* **Task to complete**:
Rewrite the lines from the start of the rows through the line holding "box: [100, 125, 192, 320]", both included, swapping "clicks" for "taps" and keeping everything else the same. Leave the pictures out of your answer.

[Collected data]
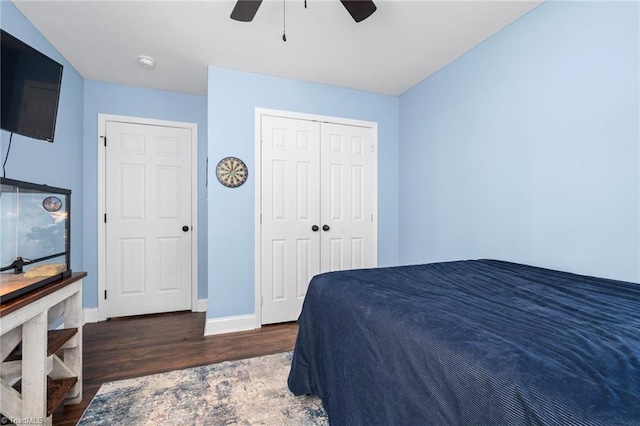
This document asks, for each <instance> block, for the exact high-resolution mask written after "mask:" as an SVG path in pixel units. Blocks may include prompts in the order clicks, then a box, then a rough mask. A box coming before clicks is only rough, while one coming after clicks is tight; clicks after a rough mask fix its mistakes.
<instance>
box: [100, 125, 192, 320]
mask: <svg viewBox="0 0 640 426" xmlns="http://www.w3.org/2000/svg"><path fill="white" fill-rule="evenodd" d="M108 122H119V123H128V124H144V125H149V126H160V127H175V128H180V129H188V130H190V131H191V189H192V191H191V224H192V225H191V229H192V230H194V231H195V232H192V237H191V311H193V312H196V311H197V310H198V232H199V229H200V228H199V227H198V124H197V123H187V122H181V121H168V120H158V119H151V118H141V117H129V116H124V115H112V114H98V137H97V142H98V188H97V193H98V217H97V218H96V219H97V222H98V321H105V320H106V319H107V313H106V312H105V310H106V306H105V303H104V297H103V295H104V291H105V290H106V289H107V271H106V254H107V250H106V243H107V238H106V224H105V222H104V214H105V206H106V195H107V194H106V173H107V169H106V149H105V145H104V137H105V135H106V132H107V123H108Z"/></svg>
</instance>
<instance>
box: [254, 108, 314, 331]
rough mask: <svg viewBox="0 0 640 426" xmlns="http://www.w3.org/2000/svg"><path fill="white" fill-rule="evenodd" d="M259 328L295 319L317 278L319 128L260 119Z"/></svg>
mask: <svg viewBox="0 0 640 426" xmlns="http://www.w3.org/2000/svg"><path fill="white" fill-rule="evenodd" d="M261 126H262V146H261V155H262V159H261V161H262V170H261V177H260V180H261V185H262V197H261V198H262V199H261V202H262V206H261V211H262V226H261V245H262V247H261V250H260V251H261V285H262V289H261V290H262V323H263V324H270V323H277V322H285V321H292V320H295V319H297V318H298V315H299V314H300V311H301V309H302V302H303V300H304V296H305V294H306V291H307V286H308V285H309V281H310V280H311V278H312V277H313V276H314V275H317V274H318V273H319V272H320V241H319V240H320V232H314V231H312V226H313V225H318V226H320V222H319V220H320V162H319V152H320V125H319V123H317V122H313V121H307V120H297V119H291V118H281V117H271V116H263V117H262V123H261Z"/></svg>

* **Answer to this exercise**:
This document asks, for each <instance> block, for the exact high-resolution mask written after "mask:" as an SVG path in pixel units. Blocks may include prompts in the order taps, then a box, then a rough mask. A box coming before taps is only rough, while one coming after taps is tight; taps after a rough mask fix its mistakes.
<instance>
box: [100, 125, 192, 320]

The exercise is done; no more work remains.